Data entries
======

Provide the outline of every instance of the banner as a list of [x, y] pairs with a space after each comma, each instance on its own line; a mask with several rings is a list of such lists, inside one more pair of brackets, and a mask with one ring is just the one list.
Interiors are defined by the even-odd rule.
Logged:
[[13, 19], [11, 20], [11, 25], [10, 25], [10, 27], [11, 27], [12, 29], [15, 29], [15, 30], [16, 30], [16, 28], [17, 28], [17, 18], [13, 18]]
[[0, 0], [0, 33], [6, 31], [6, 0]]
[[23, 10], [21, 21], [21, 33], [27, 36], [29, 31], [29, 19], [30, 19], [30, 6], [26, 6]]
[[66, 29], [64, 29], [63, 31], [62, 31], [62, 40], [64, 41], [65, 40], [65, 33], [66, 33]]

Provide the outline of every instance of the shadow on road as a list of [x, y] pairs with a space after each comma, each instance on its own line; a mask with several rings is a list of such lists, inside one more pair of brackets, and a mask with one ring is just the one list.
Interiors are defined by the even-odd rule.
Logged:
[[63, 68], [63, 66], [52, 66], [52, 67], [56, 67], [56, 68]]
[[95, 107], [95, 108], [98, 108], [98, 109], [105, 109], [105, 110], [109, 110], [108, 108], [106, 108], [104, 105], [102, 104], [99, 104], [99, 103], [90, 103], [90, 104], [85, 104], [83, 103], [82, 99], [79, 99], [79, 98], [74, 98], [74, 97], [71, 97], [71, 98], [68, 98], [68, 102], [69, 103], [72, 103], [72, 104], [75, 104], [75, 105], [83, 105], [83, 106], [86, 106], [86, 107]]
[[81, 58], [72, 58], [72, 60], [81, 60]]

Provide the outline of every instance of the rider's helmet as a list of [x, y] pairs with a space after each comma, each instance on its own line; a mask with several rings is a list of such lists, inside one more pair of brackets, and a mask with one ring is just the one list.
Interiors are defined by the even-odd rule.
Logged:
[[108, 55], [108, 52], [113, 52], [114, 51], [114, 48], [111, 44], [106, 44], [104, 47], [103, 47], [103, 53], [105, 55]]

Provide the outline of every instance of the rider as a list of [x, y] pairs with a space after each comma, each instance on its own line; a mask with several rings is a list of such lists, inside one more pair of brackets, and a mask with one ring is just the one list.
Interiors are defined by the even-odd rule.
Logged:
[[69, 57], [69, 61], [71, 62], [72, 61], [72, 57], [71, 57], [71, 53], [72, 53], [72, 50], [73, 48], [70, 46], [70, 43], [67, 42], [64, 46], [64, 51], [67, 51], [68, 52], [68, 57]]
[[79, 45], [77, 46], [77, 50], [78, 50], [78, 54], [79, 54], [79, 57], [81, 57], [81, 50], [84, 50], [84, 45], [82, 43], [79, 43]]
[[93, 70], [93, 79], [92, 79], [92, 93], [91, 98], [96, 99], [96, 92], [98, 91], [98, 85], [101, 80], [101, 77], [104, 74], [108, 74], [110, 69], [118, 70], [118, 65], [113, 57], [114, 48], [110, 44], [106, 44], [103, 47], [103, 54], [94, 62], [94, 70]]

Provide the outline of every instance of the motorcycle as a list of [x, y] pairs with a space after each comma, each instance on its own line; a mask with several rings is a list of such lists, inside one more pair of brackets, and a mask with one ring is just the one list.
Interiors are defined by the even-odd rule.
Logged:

======

Exercise prompt:
Can you write out every line of the material above, unchanged and in full?

Solution to the exercise:
Provide the outline of every instance of the banner as a list of [x, y] pairs with a space after each comma, each instance on its own line; a mask with several rings is a list of such lists, inside one more pair of brackets, and a mask with one ring is just the one list.
Interiors are defined by the even-odd rule.
Logged:
[[13, 19], [11, 20], [11, 25], [10, 25], [10, 27], [11, 27], [12, 29], [15, 29], [15, 30], [16, 30], [16, 28], [17, 28], [17, 18], [13, 18]]
[[0, 0], [0, 33], [6, 31], [6, 0]]
[[23, 10], [21, 21], [21, 33], [27, 36], [29, 31], [29, 19], [30, 19], [30, 6], [26, 6]]
[[66, 29], [64, 29], [63, 31], [62, 31], [62, 40], [64, 41], [65, 40], [65, 33], [66, 33]]

Provide the outline of every instance of the shadow on road as a list of [x, y] pairs with a space after each comma, each instance on its own line; a mask with several rings is a list of such lists, inside one more pair of brackets, and a mask with one ring is just the one list.
Interiors are defined by the even-odd rule.
Logged:
[[63, 68], [63, 66], [52, 66], [52, 67], [56, 67], [56, 68]]
[[95, 107], [95, 108], [98, 108], [98, 109], [105, 109], [105, 110], [109, 110], [108, 108], [106, 108], [104, 105], [102, 104], [99, 104], [99, 103], [90, 103], [90, 104], [85, 104], [83, 103], [82, 99], [79, 99], [79, 98], [74, 98], [74, 97], [71, 97], [71, 98], [68, 98], [68, 102], [69, 103], [72, 103], [72, 104], [75, 104], [75, 105], [83, 105], [83, 106], [86, 106], [86, 107]]
[[81, 58], [72, 58], [72, 60], [81, 60]]

Provide the outline of every instance of the rider's helmet as a list of [x, y] pairs with a space after each comma, each instance on its own line; a mask with several rings is a list of such lists, inside one more pair of brackets, and a mask with one ring is just the one list.
Interiors are defined by the even-odd rule.
Logged:
[[108, 55], [108, 52], [113, 52], [114, 51], [114, 48], [111, 44], [106, 44], [104, 47], [103, 47], [103, 53], [105, 55]]

Provide the outline of every instance of the rider as a list of [x, y] pairs with a space after each comma, each instance on its own line; a mask with several rings is a list of such lists, inside one more pair of brackets, and a mask with one ring is just the one list.
Interiors are defined by the even-odd rule.
Logged:
[[69, 57], [69, 61], [71, 62], [72, 61], [72, 57], [71, 57], [71, 53], [72, 53], [72, 50], [73, 48], [70, 46], [70, 43], [67, 42], [64, 46], [64, 51], [67, 51], [68, 52], [68, 57]]
[[79, 45], [77, 46], [77, 50], [78, 50], [78, 54], [79, 54], [79, 57], [81, 57], [81, 50], [84, 50], [84, 45], [82, 43], [79, 43]]
[[93, 70], [93, 79], [92, 79], [92, 93], [91, 98], [96, 99], [96, 92], [98, 91], [98, 85], [101, 80], [101, 77], [104, 74], [108, 74], [110, 69], [118, 70], [118, 65], [113, 57], [114, 48], [110, 44], [106, 44], [103, 47], [103, 54], [94, 62], [94, 70]]

Provide the outline of every instance of the motorcycle as a list of [x, y] pairs with a space after each comma, each instance on its own line; a mask with several rings is a list of such lists, inside one more pair of brackets, and a mask with one ring is just the one list.
Interiors are defined by the even-odd rule.
Logged:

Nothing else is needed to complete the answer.